| 引用文 |
世間では桜桃忌と聞いて、ああ、と思う人もいるだろうが、
オウトウキって何だと漢字変換できない人の方が多数だろう。


新聞の片隅を賑わす、季語のようになってしまった桜桃忌だが、
桜も桃も、どちらも季節には関係ない。
ユスラウメと言っても知らない人が多いかも。
いや、少子化の昨今、シニア世代が多い昨今、
世の中全体から見れば知っている人の方が多いのか。
でも、ユスラウメを口にしたのは半世紀近く前だ。


歯を矯正していた小学生の頃、毎日のように歯医者に通わねばならぬ、
今とは比べものにならない貧弱な矯正技術、
さらに、歯の抜け替わりの時期、歯医者とは切りたくて仕方のない縁を、
切ることができないまま続く通院にうんざりしていた頃。
ちょっとした楽しみは、歯医者の前に生えていた山桜桃の樹が実をつけ、
いかにも涼しげに、それでいて、小さな赤い実を揺らし、
誇らしげにたわわに実った小枝を精一杯のばしている、
そんな景色を眺め、一粒二粒口にするることができた日だった。


今でもその歯医者は息子が継いで開院しているということだが、
仙台である世話になった医師は存命なのだろうか。
親と同世代であるから、どうであろうか。

| 課題 |
(a) 引用文にカタカナで書かれている語をすべて挙げよ。出てくる順に、同じ語は一度だけ書くこと。
(b) 記録のうち「boxer」という文字列を含む行をすべて集めよ。大文字と小文字は区別する。
引用文と記録は互いに関係がない。

| 与えられたデータ |
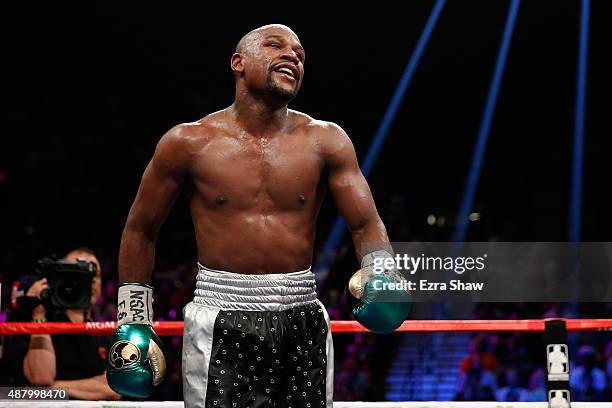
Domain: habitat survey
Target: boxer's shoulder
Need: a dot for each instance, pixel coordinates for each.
(326, 134)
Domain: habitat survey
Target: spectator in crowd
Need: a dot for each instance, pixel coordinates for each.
(479, 353)
(476, 385)
(588, 381)
(512, 391)
(536, 390)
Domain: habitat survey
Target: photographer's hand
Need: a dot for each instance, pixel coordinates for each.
(39, 363)
(39, 312)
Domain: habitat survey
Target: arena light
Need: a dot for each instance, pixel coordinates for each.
(461, 222)
(578, 151)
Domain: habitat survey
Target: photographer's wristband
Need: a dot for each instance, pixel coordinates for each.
(135, 303)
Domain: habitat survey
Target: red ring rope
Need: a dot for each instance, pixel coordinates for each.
(337, 326)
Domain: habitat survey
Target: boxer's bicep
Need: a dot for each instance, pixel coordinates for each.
(159, 187)
(351, 192)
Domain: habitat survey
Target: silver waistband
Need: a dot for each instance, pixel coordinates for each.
(269, 292)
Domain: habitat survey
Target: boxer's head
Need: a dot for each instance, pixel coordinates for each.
(270, 61)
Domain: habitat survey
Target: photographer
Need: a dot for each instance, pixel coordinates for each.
(73, 362)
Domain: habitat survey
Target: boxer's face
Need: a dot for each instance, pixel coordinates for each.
(274, 63)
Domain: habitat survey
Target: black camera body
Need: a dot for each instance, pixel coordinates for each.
(69, 282)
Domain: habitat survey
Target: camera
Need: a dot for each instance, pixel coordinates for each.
(69, 285)
(69, 282)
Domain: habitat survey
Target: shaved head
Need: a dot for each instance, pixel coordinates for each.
(269, 60)
(252, 36)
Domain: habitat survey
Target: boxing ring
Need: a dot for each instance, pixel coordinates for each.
(337, 327)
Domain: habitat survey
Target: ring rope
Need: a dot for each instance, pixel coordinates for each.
(337, 326)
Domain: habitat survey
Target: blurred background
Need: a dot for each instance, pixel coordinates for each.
(87, 92)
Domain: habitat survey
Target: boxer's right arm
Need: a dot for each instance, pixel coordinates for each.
(159, 187)
(135, 361)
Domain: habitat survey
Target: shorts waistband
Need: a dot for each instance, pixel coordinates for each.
(268, 292)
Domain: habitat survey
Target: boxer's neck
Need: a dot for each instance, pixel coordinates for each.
(259, 116)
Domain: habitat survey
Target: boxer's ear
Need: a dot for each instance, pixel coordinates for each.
(237, 63)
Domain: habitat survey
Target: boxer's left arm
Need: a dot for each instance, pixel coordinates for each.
(136, 363)
(379, 310)
(351, 192)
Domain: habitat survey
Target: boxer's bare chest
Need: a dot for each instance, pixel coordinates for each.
(280, 171)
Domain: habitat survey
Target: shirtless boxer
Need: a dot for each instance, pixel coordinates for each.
(255, 334)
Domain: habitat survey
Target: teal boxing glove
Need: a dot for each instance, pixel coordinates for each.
(384, 301)
(136, 363)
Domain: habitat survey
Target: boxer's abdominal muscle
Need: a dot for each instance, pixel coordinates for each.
(255, 203)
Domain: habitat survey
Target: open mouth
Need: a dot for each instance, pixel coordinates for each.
(286, 73)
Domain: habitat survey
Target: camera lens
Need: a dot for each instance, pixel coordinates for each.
(70, 292)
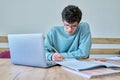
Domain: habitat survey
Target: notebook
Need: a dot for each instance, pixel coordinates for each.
(80, 65)
(28, 49)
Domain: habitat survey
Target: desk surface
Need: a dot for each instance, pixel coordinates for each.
(9, 71)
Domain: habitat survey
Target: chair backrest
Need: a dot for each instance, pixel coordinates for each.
(106, 41)
(4, 39)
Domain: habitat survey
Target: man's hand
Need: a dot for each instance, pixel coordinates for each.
(57, 57)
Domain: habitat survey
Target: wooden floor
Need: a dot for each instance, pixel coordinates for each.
(9, 71)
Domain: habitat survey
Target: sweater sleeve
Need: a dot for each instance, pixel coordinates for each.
(84, 47)
(48, 42)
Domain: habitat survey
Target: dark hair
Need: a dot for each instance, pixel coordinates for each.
(71, 14)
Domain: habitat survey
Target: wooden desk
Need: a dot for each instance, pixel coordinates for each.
(9, 71)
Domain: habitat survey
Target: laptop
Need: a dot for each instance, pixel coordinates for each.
(28, 49)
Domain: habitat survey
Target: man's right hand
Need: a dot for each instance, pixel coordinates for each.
(57, 57)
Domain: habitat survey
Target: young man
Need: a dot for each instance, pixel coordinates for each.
(73, 40)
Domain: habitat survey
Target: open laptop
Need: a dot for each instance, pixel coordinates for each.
(28, 49)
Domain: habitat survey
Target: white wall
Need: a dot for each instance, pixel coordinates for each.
(32, 16)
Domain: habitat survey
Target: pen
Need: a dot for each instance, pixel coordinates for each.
(54, 49)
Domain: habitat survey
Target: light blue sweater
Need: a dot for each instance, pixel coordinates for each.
(77, 45)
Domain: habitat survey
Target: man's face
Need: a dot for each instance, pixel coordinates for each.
(70, 28)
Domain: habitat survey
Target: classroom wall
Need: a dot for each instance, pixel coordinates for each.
(34, 16)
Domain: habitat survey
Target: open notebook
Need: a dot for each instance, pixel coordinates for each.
(80, 65)
(89, 69)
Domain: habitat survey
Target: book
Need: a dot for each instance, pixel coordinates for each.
(80, 65)
(94, 73)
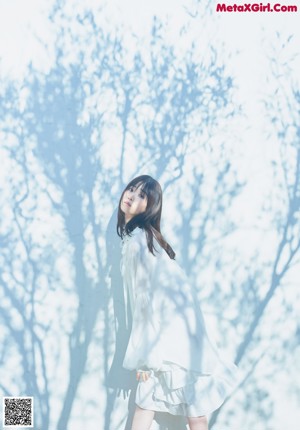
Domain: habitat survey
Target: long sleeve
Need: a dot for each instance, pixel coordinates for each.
(141, 351)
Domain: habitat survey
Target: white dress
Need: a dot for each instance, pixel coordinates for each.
(168, 336)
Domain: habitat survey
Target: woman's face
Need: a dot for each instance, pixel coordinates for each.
(134, 202)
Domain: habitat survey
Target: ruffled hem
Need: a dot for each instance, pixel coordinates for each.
(181, 392)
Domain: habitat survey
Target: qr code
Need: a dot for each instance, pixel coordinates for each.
(18, 412)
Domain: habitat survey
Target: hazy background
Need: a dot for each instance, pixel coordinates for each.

| 解答 |
(a) オウトウキ、ユスラウメ、シニア

(b)
Target: boxer's shoulder
Target: boxer's bicep
Target: boxer's head
Target: boxer's face
Target: boxer's right arm
Target: boxer's neck
Target: boxer's ear
Target: boxer's left arm
Target: boxer's bare chest
Target: shirtless boxer
Target: boxer's abdominal muscle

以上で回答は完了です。